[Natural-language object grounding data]
----

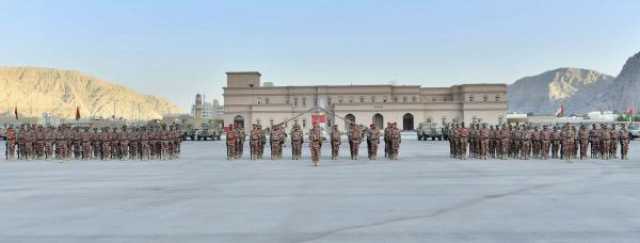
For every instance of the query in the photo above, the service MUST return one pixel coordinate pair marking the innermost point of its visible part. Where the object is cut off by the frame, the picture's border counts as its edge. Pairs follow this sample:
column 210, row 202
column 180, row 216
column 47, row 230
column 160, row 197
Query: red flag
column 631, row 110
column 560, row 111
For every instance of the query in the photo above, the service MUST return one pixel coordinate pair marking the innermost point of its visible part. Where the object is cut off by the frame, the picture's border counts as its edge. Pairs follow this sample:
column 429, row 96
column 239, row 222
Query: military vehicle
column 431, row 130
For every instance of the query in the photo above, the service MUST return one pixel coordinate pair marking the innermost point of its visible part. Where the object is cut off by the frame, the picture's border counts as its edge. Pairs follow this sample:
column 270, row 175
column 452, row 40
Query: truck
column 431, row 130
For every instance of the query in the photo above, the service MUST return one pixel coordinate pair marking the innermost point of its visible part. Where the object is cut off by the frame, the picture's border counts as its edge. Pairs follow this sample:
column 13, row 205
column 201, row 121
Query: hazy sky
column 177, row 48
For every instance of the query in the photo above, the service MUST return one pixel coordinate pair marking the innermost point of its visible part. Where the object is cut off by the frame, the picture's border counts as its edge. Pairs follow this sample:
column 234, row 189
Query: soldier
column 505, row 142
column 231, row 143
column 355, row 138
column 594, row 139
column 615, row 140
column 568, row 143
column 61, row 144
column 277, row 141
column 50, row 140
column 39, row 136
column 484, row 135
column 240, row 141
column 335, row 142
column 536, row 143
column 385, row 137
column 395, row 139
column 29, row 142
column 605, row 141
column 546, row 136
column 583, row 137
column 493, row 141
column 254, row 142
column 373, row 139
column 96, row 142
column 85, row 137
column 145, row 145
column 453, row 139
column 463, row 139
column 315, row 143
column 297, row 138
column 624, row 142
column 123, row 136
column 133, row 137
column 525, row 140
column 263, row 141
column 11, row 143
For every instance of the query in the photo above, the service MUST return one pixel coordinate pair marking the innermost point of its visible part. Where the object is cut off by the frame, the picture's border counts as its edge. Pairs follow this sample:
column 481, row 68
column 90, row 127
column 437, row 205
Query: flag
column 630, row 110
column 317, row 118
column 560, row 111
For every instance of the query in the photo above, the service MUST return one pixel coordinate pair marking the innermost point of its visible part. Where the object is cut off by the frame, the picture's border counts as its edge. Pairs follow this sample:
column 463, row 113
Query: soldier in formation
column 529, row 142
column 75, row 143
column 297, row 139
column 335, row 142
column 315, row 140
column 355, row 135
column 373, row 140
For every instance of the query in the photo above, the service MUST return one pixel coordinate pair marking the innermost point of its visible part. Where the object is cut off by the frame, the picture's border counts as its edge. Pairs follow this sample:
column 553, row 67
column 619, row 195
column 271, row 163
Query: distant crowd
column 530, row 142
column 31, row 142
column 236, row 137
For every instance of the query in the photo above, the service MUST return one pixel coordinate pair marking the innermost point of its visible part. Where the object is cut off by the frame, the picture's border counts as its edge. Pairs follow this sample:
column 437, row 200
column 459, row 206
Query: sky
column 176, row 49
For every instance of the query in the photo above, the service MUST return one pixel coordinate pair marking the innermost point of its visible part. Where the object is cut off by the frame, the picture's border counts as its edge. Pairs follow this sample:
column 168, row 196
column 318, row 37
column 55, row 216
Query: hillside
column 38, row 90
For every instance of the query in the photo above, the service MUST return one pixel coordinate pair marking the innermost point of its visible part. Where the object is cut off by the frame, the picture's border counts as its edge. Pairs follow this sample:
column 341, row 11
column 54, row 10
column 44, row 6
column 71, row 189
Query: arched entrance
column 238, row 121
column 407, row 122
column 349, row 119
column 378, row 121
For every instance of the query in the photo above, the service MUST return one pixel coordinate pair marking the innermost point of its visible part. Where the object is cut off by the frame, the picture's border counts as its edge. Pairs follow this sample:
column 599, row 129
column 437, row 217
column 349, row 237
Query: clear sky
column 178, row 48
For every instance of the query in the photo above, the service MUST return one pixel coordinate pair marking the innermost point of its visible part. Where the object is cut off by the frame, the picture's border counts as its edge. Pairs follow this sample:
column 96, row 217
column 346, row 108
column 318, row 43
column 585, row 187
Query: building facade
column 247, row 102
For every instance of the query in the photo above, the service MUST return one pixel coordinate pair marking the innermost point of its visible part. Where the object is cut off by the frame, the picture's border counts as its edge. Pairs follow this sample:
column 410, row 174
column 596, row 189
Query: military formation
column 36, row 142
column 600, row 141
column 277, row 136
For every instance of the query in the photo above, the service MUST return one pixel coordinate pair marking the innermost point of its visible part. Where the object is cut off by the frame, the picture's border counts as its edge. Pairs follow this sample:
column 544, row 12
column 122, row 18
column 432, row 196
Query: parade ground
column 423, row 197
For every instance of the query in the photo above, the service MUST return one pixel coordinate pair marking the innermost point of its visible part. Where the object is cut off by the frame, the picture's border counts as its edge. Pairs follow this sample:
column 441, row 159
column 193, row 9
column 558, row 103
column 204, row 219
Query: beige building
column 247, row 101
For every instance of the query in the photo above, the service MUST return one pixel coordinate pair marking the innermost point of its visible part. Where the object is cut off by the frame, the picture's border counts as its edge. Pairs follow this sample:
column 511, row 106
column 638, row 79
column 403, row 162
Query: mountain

----

## TASK REQUIREMENTS
Copy exactly what appears in the entries, beginning with the first line and ending with the line that has "column 210, row 202", but not the pictures.

## SOLUTION FOR THIS PROBLEM
For every instance of the query in the photo above, the service MUST return one pixel coordinate pair marking the innermost point of its visible part. Where the object is cut off by the frame, the picture's border counts as its edge. Pairs follow this sample:
column 210, row 202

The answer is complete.